Metric Drop Investigation

Technical Explanation

When a key metric drops unexpectedly, investigating systematically prevents misdiagnosis and wrong fixes. The drop might be a real problem, a data issue, a statistical anomaly, or expected seasonal variation.

Investigation Framework

Step Action
1. Verify Confirm the drop is real (not a reporting error)
2. Scope Is it all segments or specific ones?
3. Timeline When did it start? Any correlating events?
4. Root Cause What changed that could cause this?
5. Fix vs Monitor Is it actionable or just noise?

Questions to Ask

  • Did the data pipeline change?
  • Was there a site/app issue?
  • Did we launch a new feature?
  • Is this seasonal/normal pattern?
  • Did a competitor do something?

* _Problems to solve_
[a] According to the metric drop investigation text, what might an unexpected drop in a key metric turn out to be?
[b] Carry on the metric drop investigation text from its last line, keeping its technical voice.
None of the material below is needed.

* _Data excerpts_

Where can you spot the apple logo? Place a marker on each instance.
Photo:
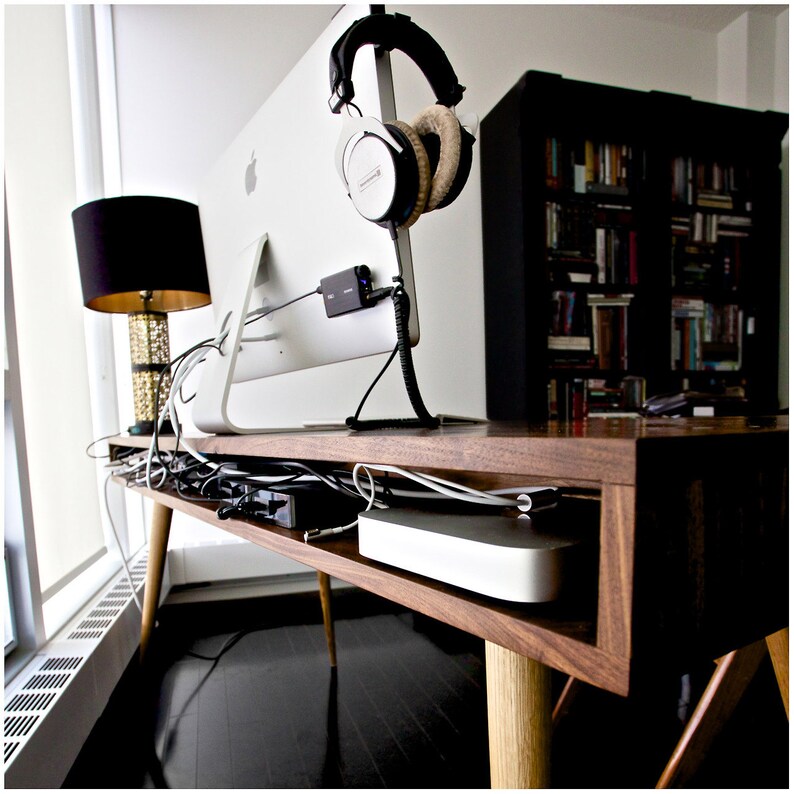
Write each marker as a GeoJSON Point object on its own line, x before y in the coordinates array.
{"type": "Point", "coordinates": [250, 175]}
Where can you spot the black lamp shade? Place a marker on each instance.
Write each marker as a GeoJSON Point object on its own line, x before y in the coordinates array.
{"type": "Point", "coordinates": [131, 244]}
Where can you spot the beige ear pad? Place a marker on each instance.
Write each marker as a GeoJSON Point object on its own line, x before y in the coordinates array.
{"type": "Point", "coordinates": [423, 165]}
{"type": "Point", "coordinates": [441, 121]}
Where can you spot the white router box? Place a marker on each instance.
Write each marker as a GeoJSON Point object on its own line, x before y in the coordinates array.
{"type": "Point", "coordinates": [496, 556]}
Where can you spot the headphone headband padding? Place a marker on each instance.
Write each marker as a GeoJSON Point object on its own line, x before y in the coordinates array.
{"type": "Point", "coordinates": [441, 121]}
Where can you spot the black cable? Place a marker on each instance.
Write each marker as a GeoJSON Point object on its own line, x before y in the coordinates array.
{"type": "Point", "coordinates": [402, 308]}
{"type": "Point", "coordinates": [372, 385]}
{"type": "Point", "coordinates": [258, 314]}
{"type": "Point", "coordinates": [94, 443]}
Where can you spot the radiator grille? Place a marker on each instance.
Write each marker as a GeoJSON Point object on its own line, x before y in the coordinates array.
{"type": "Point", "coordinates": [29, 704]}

---

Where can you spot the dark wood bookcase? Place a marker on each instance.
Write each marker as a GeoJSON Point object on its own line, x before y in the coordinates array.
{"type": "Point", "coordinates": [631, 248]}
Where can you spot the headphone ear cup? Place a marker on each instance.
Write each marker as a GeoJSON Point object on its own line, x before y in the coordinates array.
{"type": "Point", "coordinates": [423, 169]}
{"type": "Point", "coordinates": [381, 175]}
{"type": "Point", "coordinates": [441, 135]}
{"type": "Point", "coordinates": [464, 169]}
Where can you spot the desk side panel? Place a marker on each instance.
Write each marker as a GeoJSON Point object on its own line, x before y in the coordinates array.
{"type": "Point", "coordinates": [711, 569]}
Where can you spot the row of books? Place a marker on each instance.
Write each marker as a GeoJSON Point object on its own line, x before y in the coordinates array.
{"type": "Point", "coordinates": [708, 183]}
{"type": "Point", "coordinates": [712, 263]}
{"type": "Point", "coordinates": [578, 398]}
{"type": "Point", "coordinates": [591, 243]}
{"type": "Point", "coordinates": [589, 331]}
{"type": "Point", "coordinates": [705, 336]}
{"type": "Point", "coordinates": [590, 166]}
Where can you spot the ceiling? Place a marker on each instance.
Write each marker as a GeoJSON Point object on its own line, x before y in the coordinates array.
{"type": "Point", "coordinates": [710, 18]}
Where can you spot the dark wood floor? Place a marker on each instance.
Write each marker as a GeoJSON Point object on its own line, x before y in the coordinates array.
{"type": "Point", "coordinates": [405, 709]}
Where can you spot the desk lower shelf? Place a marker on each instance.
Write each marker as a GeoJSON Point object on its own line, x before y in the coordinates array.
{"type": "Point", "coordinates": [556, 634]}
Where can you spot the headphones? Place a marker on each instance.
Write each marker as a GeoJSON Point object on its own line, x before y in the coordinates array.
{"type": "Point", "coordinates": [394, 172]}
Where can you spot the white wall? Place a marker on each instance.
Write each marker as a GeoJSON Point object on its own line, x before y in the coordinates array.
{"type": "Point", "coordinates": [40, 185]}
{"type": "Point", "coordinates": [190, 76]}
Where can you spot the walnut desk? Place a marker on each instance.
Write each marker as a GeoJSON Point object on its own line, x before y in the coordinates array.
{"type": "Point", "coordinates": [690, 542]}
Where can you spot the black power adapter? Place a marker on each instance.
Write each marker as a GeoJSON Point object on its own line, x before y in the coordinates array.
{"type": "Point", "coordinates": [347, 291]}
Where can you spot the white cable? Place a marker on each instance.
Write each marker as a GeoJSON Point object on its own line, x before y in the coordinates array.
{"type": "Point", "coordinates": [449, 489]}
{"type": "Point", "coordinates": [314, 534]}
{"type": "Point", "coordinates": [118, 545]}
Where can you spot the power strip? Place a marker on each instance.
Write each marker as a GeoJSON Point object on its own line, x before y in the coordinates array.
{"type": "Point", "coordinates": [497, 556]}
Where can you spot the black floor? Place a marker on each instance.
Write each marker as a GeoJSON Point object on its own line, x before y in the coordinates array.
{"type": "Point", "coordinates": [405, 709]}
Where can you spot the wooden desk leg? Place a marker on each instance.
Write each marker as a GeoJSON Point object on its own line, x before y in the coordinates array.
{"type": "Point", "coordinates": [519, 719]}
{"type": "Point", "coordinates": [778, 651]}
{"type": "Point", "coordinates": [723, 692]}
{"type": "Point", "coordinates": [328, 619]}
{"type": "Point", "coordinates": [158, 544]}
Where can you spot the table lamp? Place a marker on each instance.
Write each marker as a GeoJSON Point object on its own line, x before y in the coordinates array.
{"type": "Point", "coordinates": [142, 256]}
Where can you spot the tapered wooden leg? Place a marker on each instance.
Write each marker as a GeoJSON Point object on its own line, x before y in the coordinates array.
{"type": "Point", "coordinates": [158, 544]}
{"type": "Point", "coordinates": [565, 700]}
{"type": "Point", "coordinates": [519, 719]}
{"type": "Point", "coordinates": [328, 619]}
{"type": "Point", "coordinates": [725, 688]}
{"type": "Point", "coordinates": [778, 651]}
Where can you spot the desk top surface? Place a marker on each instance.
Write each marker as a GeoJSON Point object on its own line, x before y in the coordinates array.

* _Answers to the tasks_
[a] A real problem, a data issue, a statistical anomaly, or expected seasonal variation.

[b]
Code Examples

Using the CatCafe dataset:

-- Step 1: Verify - Check if drop is in raw data or aggregation issue
SELECT
    DATE_TRUNC('day', order_date) as day,
    COUNT(*) as orders,
    COUNT(DISTINCT customer_id) as unique_customers,
    SUM(total_amount) as revenue
FROM orders
WHERE order_date >= CURRENT_DATE - INTERVAL '30 days'
GROUP BY DATE_TRUNC('day', order_date)
ORDER BY day;

-- Step 2: Scope - Is it specific segments or all?
SELECT
    DATE_TRUNC('day', order_date) as day,
    segment,
    COUNT(*) as orders,
    SUM(total_amount) as revenue
FROM orders o
JOIN customers c ON o.customer_id = c.id
WHERE order_date >= CURRENT_DATE - INTERVAL '30 days'
GROUP BY DATE_TRUNC('day', order_date), segment
ORDER BY day, segment;

-- Step 3: Compare to same period last period (week-over-week)
WITH daily_metrics AS (
    SELECT
        DATE_TRUNC('day', order_date) as day,
        SUM(total_amount) as revenue,
        COUNT(DISTINCT customer_id) as customers
    FROM orders
    WHERE status = 'completed'
    GROUP BY DATE_TRUNC('day', order_date)
)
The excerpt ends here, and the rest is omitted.